== WHAT IS REQUIRED ==
Copy down all of the data underneath, exactly as shown.

Stored entries
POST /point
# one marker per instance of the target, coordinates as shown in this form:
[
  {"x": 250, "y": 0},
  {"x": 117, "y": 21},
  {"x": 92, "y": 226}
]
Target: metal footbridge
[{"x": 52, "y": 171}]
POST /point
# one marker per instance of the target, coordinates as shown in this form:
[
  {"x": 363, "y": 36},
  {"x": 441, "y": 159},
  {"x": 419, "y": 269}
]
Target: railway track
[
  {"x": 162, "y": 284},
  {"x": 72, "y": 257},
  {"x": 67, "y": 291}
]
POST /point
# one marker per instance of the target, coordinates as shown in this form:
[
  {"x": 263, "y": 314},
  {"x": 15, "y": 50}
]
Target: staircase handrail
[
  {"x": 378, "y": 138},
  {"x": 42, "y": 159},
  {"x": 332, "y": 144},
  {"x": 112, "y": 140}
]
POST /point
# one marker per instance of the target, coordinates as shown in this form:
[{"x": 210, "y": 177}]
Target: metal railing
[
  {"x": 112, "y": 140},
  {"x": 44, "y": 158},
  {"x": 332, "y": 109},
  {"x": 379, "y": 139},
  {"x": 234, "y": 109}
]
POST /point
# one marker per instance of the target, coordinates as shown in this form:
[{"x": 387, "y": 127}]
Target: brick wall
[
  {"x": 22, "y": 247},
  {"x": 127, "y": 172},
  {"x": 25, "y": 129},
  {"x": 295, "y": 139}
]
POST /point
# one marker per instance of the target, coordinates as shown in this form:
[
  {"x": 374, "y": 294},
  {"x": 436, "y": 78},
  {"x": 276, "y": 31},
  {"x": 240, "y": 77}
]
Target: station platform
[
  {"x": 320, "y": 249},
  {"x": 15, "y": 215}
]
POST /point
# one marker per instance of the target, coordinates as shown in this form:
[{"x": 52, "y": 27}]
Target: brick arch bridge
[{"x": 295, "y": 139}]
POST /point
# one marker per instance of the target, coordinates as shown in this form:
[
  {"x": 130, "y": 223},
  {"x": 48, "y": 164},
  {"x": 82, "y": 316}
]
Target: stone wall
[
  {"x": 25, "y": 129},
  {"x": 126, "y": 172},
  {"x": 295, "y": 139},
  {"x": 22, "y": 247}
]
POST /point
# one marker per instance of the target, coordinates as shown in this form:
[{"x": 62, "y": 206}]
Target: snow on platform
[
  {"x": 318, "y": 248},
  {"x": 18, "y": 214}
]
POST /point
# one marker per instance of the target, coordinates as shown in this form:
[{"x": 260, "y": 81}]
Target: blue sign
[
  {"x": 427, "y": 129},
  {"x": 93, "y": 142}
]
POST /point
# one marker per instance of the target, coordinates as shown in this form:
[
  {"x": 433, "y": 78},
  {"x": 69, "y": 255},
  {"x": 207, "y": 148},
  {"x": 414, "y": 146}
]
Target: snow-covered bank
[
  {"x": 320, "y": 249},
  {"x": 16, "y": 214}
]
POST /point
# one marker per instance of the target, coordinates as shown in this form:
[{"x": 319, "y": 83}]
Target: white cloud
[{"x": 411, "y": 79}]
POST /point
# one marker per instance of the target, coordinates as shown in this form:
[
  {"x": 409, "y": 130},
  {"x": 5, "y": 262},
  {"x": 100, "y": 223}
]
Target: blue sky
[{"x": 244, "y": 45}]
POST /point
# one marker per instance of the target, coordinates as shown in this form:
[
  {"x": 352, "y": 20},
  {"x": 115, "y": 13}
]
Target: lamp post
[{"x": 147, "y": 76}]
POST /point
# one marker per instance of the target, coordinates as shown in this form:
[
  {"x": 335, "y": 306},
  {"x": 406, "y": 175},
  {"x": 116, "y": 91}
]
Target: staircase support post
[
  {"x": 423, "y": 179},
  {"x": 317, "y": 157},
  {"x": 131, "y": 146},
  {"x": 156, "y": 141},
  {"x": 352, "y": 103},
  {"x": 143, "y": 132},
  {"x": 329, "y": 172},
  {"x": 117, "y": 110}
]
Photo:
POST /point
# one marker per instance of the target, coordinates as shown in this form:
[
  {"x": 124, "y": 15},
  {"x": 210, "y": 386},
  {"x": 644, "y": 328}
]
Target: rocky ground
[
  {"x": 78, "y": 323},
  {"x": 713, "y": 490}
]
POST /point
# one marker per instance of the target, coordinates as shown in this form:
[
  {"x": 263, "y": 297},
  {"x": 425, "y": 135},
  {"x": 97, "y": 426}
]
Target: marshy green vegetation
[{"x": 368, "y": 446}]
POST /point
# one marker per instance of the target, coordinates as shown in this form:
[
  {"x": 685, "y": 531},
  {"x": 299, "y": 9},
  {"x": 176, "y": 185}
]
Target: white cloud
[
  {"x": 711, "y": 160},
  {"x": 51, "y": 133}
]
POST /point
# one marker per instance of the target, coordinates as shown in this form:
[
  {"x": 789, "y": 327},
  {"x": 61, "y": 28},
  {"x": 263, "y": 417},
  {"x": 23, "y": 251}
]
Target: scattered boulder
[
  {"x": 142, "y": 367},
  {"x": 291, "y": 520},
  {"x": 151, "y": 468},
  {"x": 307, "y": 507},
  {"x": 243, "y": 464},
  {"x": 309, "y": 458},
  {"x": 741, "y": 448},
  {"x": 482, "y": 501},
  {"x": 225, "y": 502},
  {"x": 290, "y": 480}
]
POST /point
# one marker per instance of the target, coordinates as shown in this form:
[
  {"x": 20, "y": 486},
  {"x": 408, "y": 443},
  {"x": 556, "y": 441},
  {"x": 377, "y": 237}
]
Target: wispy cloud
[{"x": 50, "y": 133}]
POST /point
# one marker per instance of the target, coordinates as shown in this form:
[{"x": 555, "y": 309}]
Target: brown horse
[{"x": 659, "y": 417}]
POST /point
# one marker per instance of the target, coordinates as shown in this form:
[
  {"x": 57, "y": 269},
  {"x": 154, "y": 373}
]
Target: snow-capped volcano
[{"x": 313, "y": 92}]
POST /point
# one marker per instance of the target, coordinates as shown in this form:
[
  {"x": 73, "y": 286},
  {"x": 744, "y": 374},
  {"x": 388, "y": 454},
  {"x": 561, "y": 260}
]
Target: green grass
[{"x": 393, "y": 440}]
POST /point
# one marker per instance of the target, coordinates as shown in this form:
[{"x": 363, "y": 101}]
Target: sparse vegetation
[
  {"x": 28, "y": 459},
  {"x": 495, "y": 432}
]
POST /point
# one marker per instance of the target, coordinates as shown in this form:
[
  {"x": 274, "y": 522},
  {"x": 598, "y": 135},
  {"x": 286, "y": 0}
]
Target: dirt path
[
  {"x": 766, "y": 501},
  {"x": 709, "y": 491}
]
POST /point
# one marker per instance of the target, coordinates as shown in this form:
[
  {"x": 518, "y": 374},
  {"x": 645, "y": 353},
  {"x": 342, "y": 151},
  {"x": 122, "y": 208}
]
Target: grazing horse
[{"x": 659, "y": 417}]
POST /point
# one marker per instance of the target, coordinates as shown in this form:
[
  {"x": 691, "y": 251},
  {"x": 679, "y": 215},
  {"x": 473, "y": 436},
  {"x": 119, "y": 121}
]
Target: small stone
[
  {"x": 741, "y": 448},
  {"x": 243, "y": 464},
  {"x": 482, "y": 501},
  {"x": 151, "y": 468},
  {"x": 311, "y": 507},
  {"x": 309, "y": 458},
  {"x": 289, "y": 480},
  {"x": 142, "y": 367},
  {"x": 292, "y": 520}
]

== RESULT ==
POST /point
# one marker per instance of the target, coordinates as shown in this form:
[
  {"x": 250, "y": 0},
  {"x": 117, "y": 21},
  {"x": 92, "y": 226}
]
Target: metal footbridge
[{"x": 52, "y": 171}]
POST /point
# one marker per instance of the target, coordinates as shown in this form:
[
  {"x": 363, "y": 36},
  {"x": 441, "y": 159},
  {"x": 419, "y": 269}
]
Target: railway track
[
  {"x": 162, "y": 284},
  {"x": 72, "y": 257},
  {"x": 67, "y": 291}
]
POST /point
# one marker per instance of the target, coordinates as shown in this form:
[
  {"x": 263, "y": 314},
  {"x": 15, "y": 50}
]
Target: staircase handrail
[
  {"x": 378, "y": 138},
  {"x": 42, "y": 159},
  {"x": 332, "y": 144},
  {"x": 112, "y": 140}
]
POST /point
# one marker per instance of the target, coordinates as shown in this form:
[{"x": 210, "y": 177}]
Target: metal railing
[
  {"x": 112, "y": 140},
  {"x": 44, "y": 158},
  {"x": 332, "y": 109},
  {"x": 379, "y": 139},
  {"x": 234, "y": 109}
]
POST /point
# one marker per instance of the target, coordinates as shown in this form:
[{"x": 387, "y": 127}]
Target: brick wall
[
  {"x": 22, "y": 247},
  {"x": 127, "y": 172},
  {"x": 25, "y": 129},
  {"x": 295, "y": 139}
]
POST /point
# one marker per instance of the target, coordinates as shown in this form:
[
  {"x": 374, "y": 294},
  {"x": 436, "y": 78},
  {"x": 276, "y": 31},
  {"x": 240, "y": 77}
]
Target: station platform
[
  {"x": 320, "y": 249},
  {"x": 15, "y": 215}
]
POST /point
# one marker per instance of the target, coordinates as shown in this form:
[{"x": 52, "y": 27}]
Target: brick arch bridge
[{"x": 295, "y": 139}]
POST /point
# one marker per instance of the target, coordinates as shown in this form:
[
  {"x": 130, "y": 223},
  {"x": 48, "y": 164},
  {"x": 82, "y": 316}
]
Target: stone wall
[
  {"x": 25, "y": 129},
  {"x": 126, "y": 172},
  {"x": 295, "y": 139},
  {"x": 22, "y": 247}
]
POST /point
# one marker per instance of the target, coordinates as shown in this form:
[{"x": 62, "y": 206}]
Target: snow on platform
[
  {"x": 318, "y": 248},
  {"x": 18, "y": 214}
]
POST /point
# one marker per instance of the target, coordinates as shown in this form:
[{"x": 260, "y": 81}]
Target: blue sign
[
  {"x": 427, "y": 129},
  {"x": 93, "y": 142}
]
POST /point
# one marker per instance of the target, coordinates as shown in this form:
[
  {"x": 433, "y": 78},
  {"x": 69, "y": 255},
  {"x": 207, "y": 148},
  {"x": 414, "y": 146}
]
Target: snow-covered bank
[
  {"x": 320, "y": 249},
  {"x": 16, "y": 214}
]
POST /point
# one marker per instance of the target, coordinates as shown in this form:
[{"x": 319, "y": 83}]
Target: white cloud
[{"x": 411, "y": 79}]
POST /point
# one marker per instance of the target, coordinates as shown in this form:
[
  {"x": 409, "y": 130},
  {"x": 5, "y": 262},
  {"x": 100, "y": 223}
]
Target: blue sky
[{"x": 244, "y": 45}]
POST /point
# one marker per instance of the target, coordinates as shown in this form:
[
  {"x": 352, "y": 20},
  {"x": 115, "y": 13}
]
Target: lamp post
[{"x": 147, "y": 76}]
POST /point
# one marker per instance of the target, coordinates as shown in this form:
[
  {"x": 335, "y": 306},
  {"x": 406, "y": 175},
  {"x": 116, "y": 91}
]
Target: staircase support post
[
  {"x": 423, "y": 179},
  {"x": 317, "y": 157},
  {"x": 131, "y": 146},
  {"x": 156, "y": 141},
  {"x": 352, "y": 103},
  {"x": 143, "y": 132},
  {"x": 329, "y": 172},
  {"x": 117, "y": 110}
]
Photo:
POST /point
# one marker per instance of the target, coordinates as shown in this form:
[
  {"x": 124, "y": 15},
  {"x": 210, "y": 386},
  {"x": 644, "y": 328}
]
Target: rocky ground
[
  {"x": 78, "y": 323},
  {"x": 713, "y": 490}
]
POST /point
# one marker per instance of the target, coordinates as shown in this form:
[
  {"x": 263, "y": 297},
  {"x": 425, "y": 135},
  {"x": 97, "y": 426}
]
Target: marshy green vegetation
[{"x": 368, "y": 446}]
POST /point
# one marker per instance of the target, coordinates as shown in this form:
[
  {"x": 685, "y": 531},
  {"x": 299, "y": 9},
  {"x": 176, "y": 185}
]
Target: white cloud
[
  {"x": 711, "y": 160},
  {"x": 51, "y": 133}
]
POST /point
# one marker per instance of the target, coordinates as shown in this form:
[
  {"x": 789, "y": 327},
  {"x": 61, "y": 28},
  {"x": 263, "y": 417},
  {"x": 23, "y": 251}
]
Target: scattered boulder
[
  {"x": 142, "y": 367},
  {"x": 291, "y": 520},
  {"x": 151, "y": 468},
  {"x": 307, "y": 507},
  {"x": 243, "y": 464},
  {"x": 309, "y": 458},
  {"x": 741, "y": 448},
  {"x": 482, "y": 501},
  {"x": 225, "y": 502},
  {"x": 290, "y": 480}
]
POST /point
# one marker per instance of the target, coordinates as shown in this form:
[
  {"x": 20, "y": 486},
  {"x": 408, "y": 443},
  {"x": 556, "y": 441},
  {"x": 377, "y": 237}
]
Target: wispy cloud
[{"x": 50, "y": 133}]
POST /point
# one marker per instance of the target, coordinates as shown in this form:
[{"x": 555, "y": 309}]
Target: brown horse
[{"x": 659, "y": 417}]
POST /point
# one marker per instance of the target, coordinates as shown in this form:
[
  {"x": 57, "y": 269},
  {"x": 154, "y": 373}
]
Target: snow-capped volcano
[{"x": 313, "y": 92}]
POST /point
# one marker per instance of the target, coordinates as shown in this form:
[
  {"x": 73, "y": 286},
  {"x": 744, "y": 374},
  {"x": 388, "y": 454},
  {"x": 561, "y": 260}
]
Target: green grass
[{"x": 393, "y": 440}]
POST /point
# one marker per instance of the target, coordinates as shown in this form:
[{"x": 363, "y": 101}]
Target: sparse vegetation
[
  {"x": 28, "y": 459},
  {"x": 495, "y": 432}
]
POST /point
# one marker per instance of the target, coordinates as shown in this form:
[
  {"x": 274, "y": 522},
  {"x": 598, "y": 135},
  {"x": 286, "y": 0}
]
Target: dirt path
[
  {"x": 766, "y": 501},
  {"x": 709, "y": 491}
]
POST /point
# one marker per instance of the target, coordinates as shown in this form:
[
  {"x": 518, "y": 374},
  {"x": 645, "y": 353},
  {"x": 342, "y": 151},
  {"x": 122, "y": 208}
]
Target: grazing horse
[{"x": 659, "y": 417}]
POST /point
# one marker per instance of the target, coordinates as shown in this form:
[
  {"x": 691, "y": 251},
  {"x": 679, "y": 215},
  {"x": 473, "y": 436},
  {"x": 119, "y": 121}
]
Target: small stone
[
  {"x": 741, "y": 448},
  {"x": 243, "y": 464},
  {"x": 482, "y": 501},
  {"x": 151, "y": 468},
  {"x": 311, "y": 507},
  {"x": 309, "y": 458},
  {"x": 289, "y": 480},
  {"x": 142, "y": 367},
  {"x": 292, "y": 520}
]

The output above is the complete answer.